## [Prompt]
Rewrite the records below, replacing every occurrence of "single pin" with "single marker" and leaving everything else unchanged. Omit the pictures from your version.

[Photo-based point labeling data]
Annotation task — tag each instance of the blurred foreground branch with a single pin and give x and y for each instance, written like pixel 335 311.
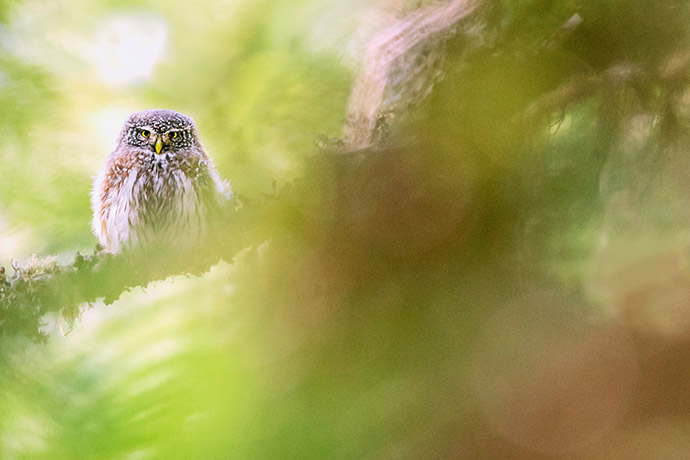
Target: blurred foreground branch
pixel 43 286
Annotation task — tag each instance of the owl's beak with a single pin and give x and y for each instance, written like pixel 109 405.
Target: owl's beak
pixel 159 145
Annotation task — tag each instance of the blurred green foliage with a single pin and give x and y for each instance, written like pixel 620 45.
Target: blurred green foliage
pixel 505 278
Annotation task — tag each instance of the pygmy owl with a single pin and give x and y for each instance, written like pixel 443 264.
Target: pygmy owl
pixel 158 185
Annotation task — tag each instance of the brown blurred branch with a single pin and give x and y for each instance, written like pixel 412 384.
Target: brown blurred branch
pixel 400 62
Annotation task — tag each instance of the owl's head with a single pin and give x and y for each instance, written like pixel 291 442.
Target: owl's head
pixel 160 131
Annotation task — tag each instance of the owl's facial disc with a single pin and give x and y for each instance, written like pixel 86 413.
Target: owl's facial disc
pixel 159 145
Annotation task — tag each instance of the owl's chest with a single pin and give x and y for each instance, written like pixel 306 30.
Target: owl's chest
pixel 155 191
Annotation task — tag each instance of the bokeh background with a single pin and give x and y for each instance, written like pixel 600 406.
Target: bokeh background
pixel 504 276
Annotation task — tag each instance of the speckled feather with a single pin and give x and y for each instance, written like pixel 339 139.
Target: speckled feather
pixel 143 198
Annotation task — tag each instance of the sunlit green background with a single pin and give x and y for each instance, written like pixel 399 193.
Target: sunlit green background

## [The output]
Annotation task — tag each instance of the blurred foreground branch with a single marker and give x and y for each instance, written like pixel 335 311.
Target: blurred foreground branch
pixel 43 286
Annotation task — tag each instance of the owl's beak with a single marker and give x and y for each instance, written like pixel 109 405.
Target: owl's beak
pixel 159 145
Annotation task — tag each instance of the blurred green foliage with a single marker and give x and y for each instance, written like pixel 620 45.
Target: blurred green foliage
pixel 505 278
Annotation task — tag each instance of the pygmy owl with a single marker and give x and y for each instance, written like pixel 443 264.
Target: pygmy owl
pixel 158 185
Annotation task — tag each instance of the brown blurred branch with a single marker and give x and y for each instance, written like pixel 412 384.
Target: brown blurred branch
pixel 400 62
Annotation task — tag each instance of the owl's head with a single marker and give x and y for each instance, written like pixel 291 442.
Target: owl's head
pixel 160 131
Annotation task — tag each instance of the owl's facial disc with a single marker and give x and y for each instance, written like pixel 86 413.
Target: owl's facial disc
pixel 159 145
Annotation task — tag each instance of the owl's chest with a single marker and give x and y for each instance, written like pixel 306 30.
Target: owl's chest
pixel 155 191
Annotation task — tag each instance of the bokeh background with a single marker and give x and y for each instance, written like pixel 600 406.
Target: bokeh background
pixel 504 276
Annotation task — tag each instance of the speckled feather with a single marker and give x and y for each instance, written like pixel 339 139.
Target: speckled feather
pixel 143 198
Annotation task — tag each instance of the sunlit green background with a single marker and give x and y for each instance, written like pixel 399 193.
Target: sunlit green background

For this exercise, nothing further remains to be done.